## TEXTO DE ORIGEM
┏━━
As explicações para a micada do réveillon são muitas, mas uma é evidente: os preços exorbitantes. “A expectativa era irreal”, diz Nilton Fernandes, gerente de operações e vendas da Biotrip, especializada em turismo ecológico. Pacotes para o Nordeste, que normalmente custam em torno de R$ 1 mil, chegaram a triplicar. No caso de viagens internacionais, soma-se o problema cambial. Assim, quem quisesse assistir à contagem regressiva na Times Square, coração de Nova York, teria de desembolsar o equivalente a mais de R$ 7,5 mil. É muito dinheiro. Não à toa, mesmo cidades que se julgavam verdadeiros objetos de desejo tiveram de readequar seus preços. Paris é um exemplo. Na Soletur, o pacote para a capital francesa estava cotado a US$ 2.470, mas seu valor acabou despencando para US$ 1.870, uma considerável diferença de US$ 600. Mesmo reduzindo os valores, a agência admite que não vai embarcar mais passageiros este ano, do que na festa de 1998. “No ano passado, tivemos três mil turistas no réveillon, 30% mais que agora”, diz Álvaro Terra, gerente comercial da Soletur. Não é um fato isolado. Vários concorrentes se darão por satisfeitos se conseguirem empatar com o resultado do ano passado. “Tínhamos expectativa de vender cinco mil pacotes, mas só devemos chegar a 2,1 mil, pouco mais que os dois mil do ano anterior”, explica Luiz Barros, diretor da Stella Barros.

Por conta dos preços abusivos, quem faz questão de viajar lançou mão de alternativas criativas para driblar o alto custo. O empresário Wilmar de Oliveira Gomes, que vai passar a virada do ano em Nova York, descobriu como economizar na passagem aérea. “Comprei o bilhete nos Estados Unidos por US$ 817, enquanto nas agências brasileiras o valor mais baixo que encontrei foi US$ 1.020”, contabiliza. Nem mesmo com hotel ele teve de se preocupar, já que ficará hospedado no flat de um amigo. A assessora de imprensa Marina Cardoso também vai conseguir estar no lugar em que escolheu – o Rio de Janeiro – graças a um pouquinho de esforço e criatividade. Ela e outras três pessoas vão pegar a ponte aérea no final da tarde do dia 31 para assistir à queima de fogos em Copacabana e participar de uma festa na casa de conhecidos. Depois, pretendem se esbaldar no café da manhã de um hotel cinco estrelas, pegar o avião e voltar para São Paulo. “Procuramos apartamentos para alugar, mas o preço era absurdo. Achamos que não valia a pena, porque apesar de ser o ano 2000 não será o último réveillon do mundo”, afirma.

Para piorar a situação dos agentes de viagem, muita gente está preferindo festejar com a família. Nesse caso, o cenário será a própria casa ou um imóvel alugado. Em pesquisa realizada no site de IstoÉ, 40% dos internautas admitiram que se encaixam nessa categoria. No condomínio Marina Del Rei, no Guarujá, os proprietários das casas à beira-mar resolveram organizar a própria festa. Desde o primeiro semestre, cada um vem pagando R$ 50 a mais na taxa mensal do condomínio para os comes e bebes. Um dos condôminos é o gerente de vendas Fábio Tocchini, que trocou o sonhado réveillon com Mickey pelo show pirotécnico exclusivo. Tocchini, a mulher, Patrícia, e os dois filhos queriam ir para a Disney, mas resolveram adiar. “Viajaremos na segunda semana de janeiro, quando os preços já tiverem saído da estratosfera.”
┗━━
## TAREFAS A REALIZAR
[1] Diga se cada afirmação abaixo está de acordo com o texto sobre o réveillon e responda sim ou não, citando literalmente as palavras do texto que decidem a questão. (a) O pacote da Soletur para Paris caiu de US$ 2.470 para US$ 1.870. (b) A Stella Barros esperava vender dois mil pacotes. (c) Marina Cardoso e seus companheiros alugaram um apartamento no Rio de Janeiro.
[2] Retome o texto sobre o réveillon e escreva a continuação a partir da última frase.

## ITENS DO CONJUNTO
┏━━
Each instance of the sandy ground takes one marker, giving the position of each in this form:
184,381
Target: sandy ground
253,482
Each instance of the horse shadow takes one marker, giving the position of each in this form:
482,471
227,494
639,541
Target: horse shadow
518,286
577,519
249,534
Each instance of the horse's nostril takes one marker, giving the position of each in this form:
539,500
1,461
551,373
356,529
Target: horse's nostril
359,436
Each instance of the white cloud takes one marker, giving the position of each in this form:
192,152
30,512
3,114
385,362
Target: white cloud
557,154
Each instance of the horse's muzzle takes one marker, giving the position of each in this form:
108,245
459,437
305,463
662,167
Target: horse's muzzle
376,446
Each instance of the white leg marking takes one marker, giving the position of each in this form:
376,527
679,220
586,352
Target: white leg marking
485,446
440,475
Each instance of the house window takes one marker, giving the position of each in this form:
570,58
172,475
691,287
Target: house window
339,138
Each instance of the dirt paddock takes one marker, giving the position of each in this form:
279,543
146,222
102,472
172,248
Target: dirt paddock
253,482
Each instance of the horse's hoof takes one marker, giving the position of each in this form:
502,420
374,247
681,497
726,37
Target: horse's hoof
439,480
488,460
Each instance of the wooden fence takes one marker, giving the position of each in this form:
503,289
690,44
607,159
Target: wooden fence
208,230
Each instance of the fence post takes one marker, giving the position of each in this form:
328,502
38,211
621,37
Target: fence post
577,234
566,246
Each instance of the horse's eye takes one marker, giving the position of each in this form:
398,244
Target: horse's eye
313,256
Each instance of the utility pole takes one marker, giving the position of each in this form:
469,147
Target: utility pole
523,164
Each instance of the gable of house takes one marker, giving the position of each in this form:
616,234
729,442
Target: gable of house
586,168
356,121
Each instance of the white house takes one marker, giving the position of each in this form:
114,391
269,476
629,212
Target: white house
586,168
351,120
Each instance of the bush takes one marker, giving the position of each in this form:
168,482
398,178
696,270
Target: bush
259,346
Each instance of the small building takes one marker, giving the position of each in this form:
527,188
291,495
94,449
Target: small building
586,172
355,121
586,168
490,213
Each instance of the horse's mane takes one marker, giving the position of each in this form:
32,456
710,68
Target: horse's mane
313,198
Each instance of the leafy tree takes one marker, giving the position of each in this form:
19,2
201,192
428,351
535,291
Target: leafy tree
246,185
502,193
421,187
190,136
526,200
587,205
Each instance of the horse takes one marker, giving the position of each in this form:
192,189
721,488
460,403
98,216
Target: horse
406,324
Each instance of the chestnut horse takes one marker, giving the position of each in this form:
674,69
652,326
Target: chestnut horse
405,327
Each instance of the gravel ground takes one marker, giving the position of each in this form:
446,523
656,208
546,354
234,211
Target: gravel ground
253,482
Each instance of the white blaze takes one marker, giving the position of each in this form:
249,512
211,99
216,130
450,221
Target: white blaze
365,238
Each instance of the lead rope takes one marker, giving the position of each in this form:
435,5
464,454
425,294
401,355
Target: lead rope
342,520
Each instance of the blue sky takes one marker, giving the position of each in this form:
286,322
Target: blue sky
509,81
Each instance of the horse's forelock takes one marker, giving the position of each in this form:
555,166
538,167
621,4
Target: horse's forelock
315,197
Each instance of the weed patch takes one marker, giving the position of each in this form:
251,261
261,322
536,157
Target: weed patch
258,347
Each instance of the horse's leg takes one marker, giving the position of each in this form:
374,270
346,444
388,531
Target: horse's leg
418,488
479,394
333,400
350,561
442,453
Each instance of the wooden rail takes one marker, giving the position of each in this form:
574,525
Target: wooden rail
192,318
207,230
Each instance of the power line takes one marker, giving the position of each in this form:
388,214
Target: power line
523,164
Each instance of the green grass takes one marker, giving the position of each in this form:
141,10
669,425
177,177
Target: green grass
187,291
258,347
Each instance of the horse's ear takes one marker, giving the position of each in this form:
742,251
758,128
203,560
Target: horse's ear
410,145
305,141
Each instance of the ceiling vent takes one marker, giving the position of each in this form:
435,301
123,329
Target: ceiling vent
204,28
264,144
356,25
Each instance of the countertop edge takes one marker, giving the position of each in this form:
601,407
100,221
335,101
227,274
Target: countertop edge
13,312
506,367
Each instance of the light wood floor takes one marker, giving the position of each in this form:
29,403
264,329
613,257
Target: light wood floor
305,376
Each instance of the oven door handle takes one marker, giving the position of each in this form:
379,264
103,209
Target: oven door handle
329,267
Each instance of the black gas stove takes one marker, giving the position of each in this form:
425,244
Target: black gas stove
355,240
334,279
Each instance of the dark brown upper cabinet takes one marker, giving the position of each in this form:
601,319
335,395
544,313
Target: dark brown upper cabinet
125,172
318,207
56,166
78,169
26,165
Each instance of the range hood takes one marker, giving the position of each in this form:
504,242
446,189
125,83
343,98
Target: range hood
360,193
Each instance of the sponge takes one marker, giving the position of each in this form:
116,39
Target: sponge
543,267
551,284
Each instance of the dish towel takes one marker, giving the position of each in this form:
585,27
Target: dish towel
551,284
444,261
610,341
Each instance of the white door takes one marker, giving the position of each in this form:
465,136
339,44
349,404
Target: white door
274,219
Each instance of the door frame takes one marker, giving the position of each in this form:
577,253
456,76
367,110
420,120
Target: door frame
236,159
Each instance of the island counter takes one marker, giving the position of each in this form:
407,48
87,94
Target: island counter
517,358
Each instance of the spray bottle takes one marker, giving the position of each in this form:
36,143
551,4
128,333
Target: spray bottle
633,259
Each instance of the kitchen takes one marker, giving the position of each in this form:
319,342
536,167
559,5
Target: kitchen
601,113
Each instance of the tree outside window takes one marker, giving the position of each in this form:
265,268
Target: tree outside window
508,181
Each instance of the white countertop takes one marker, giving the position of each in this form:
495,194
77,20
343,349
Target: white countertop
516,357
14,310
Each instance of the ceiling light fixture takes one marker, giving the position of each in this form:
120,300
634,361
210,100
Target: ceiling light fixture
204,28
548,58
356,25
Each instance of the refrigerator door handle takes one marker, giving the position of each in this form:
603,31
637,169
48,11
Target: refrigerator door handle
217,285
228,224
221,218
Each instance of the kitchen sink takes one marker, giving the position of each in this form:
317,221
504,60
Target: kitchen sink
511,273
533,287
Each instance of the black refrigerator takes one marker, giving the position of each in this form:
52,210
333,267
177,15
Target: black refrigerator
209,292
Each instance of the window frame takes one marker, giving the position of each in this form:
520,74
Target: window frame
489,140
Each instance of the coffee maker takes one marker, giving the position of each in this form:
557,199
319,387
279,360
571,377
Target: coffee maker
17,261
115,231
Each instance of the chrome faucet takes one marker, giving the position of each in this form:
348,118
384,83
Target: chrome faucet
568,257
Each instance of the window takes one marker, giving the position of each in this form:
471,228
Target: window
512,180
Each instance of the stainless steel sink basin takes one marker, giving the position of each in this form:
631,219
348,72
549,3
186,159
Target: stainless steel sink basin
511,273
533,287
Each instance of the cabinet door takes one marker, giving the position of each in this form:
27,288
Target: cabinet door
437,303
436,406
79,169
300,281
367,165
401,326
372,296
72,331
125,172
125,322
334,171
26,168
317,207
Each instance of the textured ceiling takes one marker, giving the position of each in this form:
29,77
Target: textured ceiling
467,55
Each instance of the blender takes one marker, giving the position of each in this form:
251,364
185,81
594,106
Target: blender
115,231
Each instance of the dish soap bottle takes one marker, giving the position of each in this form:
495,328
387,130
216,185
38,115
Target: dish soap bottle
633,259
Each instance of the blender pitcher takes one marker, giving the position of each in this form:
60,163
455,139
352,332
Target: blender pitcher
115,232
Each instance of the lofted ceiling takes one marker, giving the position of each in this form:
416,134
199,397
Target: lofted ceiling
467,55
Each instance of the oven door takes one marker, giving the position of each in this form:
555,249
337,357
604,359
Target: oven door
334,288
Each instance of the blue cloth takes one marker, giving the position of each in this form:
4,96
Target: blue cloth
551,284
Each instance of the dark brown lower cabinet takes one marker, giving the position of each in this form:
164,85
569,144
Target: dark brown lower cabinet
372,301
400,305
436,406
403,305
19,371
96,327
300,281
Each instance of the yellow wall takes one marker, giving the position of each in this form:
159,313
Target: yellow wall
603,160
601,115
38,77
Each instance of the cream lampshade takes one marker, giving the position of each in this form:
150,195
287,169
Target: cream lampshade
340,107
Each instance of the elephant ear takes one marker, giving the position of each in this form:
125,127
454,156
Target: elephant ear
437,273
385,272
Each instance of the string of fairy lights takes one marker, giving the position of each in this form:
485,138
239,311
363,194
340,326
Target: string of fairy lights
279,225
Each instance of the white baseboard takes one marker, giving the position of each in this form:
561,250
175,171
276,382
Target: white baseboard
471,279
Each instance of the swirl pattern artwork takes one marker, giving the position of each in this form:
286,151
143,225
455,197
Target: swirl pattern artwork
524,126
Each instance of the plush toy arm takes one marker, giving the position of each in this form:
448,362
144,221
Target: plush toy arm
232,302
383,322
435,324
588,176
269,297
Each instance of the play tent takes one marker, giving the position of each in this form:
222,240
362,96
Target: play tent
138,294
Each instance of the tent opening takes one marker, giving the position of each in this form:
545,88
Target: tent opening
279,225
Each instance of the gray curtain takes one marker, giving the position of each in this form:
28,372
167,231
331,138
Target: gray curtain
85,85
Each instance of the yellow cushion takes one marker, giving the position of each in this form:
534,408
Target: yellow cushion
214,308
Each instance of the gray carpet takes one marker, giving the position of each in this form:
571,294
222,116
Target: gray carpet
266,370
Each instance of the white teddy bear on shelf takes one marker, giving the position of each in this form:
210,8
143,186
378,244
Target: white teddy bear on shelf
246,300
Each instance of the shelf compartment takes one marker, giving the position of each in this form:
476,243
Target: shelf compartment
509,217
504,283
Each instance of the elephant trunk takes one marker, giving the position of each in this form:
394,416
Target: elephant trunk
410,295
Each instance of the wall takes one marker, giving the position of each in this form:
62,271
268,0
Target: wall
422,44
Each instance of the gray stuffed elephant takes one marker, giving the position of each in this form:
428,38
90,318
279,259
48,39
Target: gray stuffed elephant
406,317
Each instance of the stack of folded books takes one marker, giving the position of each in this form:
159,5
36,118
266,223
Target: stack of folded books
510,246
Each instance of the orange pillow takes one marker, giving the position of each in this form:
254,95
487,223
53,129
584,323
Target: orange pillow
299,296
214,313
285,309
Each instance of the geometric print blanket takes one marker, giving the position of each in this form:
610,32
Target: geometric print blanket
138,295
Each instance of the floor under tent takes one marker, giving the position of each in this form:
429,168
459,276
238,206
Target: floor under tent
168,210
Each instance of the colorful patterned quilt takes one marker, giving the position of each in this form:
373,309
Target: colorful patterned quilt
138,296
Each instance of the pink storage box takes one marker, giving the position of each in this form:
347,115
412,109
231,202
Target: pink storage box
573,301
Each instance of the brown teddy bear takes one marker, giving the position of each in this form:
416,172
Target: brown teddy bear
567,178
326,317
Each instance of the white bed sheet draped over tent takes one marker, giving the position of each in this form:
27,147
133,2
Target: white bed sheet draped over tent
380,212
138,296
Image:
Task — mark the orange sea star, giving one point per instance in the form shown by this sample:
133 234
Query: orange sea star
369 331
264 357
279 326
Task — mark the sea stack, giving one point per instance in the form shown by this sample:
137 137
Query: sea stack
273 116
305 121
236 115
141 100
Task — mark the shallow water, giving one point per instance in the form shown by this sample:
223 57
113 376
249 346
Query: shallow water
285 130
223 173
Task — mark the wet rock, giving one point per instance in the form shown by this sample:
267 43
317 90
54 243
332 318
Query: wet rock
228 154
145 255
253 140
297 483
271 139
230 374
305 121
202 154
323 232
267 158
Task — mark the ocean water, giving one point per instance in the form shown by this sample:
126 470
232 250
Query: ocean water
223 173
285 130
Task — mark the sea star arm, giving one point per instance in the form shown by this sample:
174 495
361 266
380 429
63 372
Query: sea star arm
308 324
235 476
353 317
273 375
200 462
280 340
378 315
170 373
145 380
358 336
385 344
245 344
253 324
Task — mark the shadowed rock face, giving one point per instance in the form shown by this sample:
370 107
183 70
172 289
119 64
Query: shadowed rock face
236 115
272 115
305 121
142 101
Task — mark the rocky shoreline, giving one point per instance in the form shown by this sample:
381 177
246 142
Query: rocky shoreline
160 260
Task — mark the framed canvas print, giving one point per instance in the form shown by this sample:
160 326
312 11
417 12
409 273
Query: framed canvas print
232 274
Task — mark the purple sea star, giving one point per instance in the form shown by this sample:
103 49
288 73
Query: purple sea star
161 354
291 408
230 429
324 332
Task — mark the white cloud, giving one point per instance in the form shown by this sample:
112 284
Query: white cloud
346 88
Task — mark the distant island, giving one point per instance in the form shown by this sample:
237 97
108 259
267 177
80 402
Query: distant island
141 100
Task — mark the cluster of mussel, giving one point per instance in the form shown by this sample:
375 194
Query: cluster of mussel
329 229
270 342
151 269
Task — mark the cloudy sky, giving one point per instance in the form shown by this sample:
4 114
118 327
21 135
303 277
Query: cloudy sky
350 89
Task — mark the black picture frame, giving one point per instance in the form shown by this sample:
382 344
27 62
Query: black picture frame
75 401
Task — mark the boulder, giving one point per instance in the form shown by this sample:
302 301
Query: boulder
┗━━
## RESPOSTAS EM ORDEM
[1]
(a) Sim: “Na Soletur, o pacote para a capital francesa estava cotado a US$ 2.470, mas seu valor acabou despencando para US$ 1.870”.
(b) Não: “Tínhamos expectativa de vender cinco mil pacotes”.
(c) Não: “Procuramos apartamentos para alugar, mas o preço era absurdo.”

[2]
Vítima do bug – Há ainda o temido “bug do milênio”. Como não se tem certeza do que pode acontecer quando os computadores identificarem o ano 2000, muitas empresas estão optando por deixar de plantão os funcionários com cargos estratégicos, que possam corrigir eventuais falhas nos sistemas. É o caso do carioca Reginaldo Marinho Fontes, 36 anos, diretor de produtos do Credicard, que trabalha em São Paulo. Casado e pai de dois meninos, Reginaldo não poderá romper o Ano-Novo com seus familiares na Barra da Tijuca, no Rio. A empresa, que investiu US$ 20 milhões para evitar qualquer problema, decidiu que no dia 31 deveria reforçar o plantão e manter na cidade uma equipe de técnicos, gerentes e executivos.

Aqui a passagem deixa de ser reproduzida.